◆ Directive 1: Rescale the image object location entries by rewriting every line with its request, multiplying each coordinate in the answers by 0.9 and rounding to whole numbers, halves up. Leave the pictures out of your answer.

BEGIN Excerpted text

The flight from Stead adds at least 30 minutes to the round-trip response time to Lake Tahoe, according to local pilots.
Parker said that first response is important.
“Once the fire starts blowing and going, you’re just chasing it,” he said. “Sometimes, the terrain is so rugged that aerial resources are the one effective deterrent.”
Rose Davis, spokeswoman for the National Interagency Fire Center, said these air tankers drop retardant to assist firefighters during the initial attack, curbing the fire’s activity until fire crews can start working on the ground.
“You can’t drown a fire,” she said. “Fire managers on the ground decide what they need. They don’t just send planes out. There was no shortage of tankers, according to our dispatch.
“If they ordered two tanker drops, they got them,” Davis said.
Tankers, such as a P-3 Orion, cost about $10,000 a day under contract. However, when off-contract, the cost is about $8,000-$10,000 an hour.

END Excerpted text
BEGIN Data shown

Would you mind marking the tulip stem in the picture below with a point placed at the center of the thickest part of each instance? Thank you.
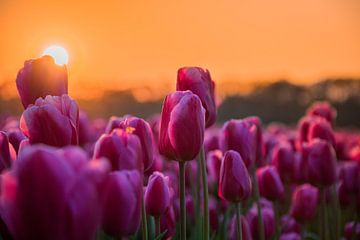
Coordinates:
(157, 226)
(257, 199)
(205, 194)
(182, 200)
(143, 219)
(238, 221)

END Data shown

◆ Directive 2: From the excerpt on wildfire air tankers, rewrite everything from "Parker said that" down to "about $8,000-$10,000 an hour.", renaming "retardant" to "fire retardant".

◆ Exercise output 1:
Would you mind marking the tulip stem in the picture below with a point placed at the center of the thickest part of each instance? Thank you.
Coordinates:
(141, 203)
(231, 179)
(185, 175)
(164, 180)
(129, 197)
(214, 199)

◆ Exercise output 2:
Parker said that first response is important.
“Once the fire starts blowing and going, you’re just chasing it,” he said. “Sometimes, the terrain is so rugged that aerial resources are the one effective deterrent.”
Rose Davis, spokeswoman for the National Interagency Fire Center, said these air tankers drop fire retardant to assist firefighters during the initial attack, curbing the fire’s activity until fire crews can start working on the ground.
“You can’t drown a fire,” she said. “Fire managers on the ground decide what they need. They don’t just send planes out. There was no shortage of tankers, according to our dispatch.
“If they ordered two tanker drops, they got them,” Davis said.
Tankers, such as a P-3 Orion, cost about $10,000 a day under contract. However, when off-contract, the cost is about $8,000-$10,000 an hour.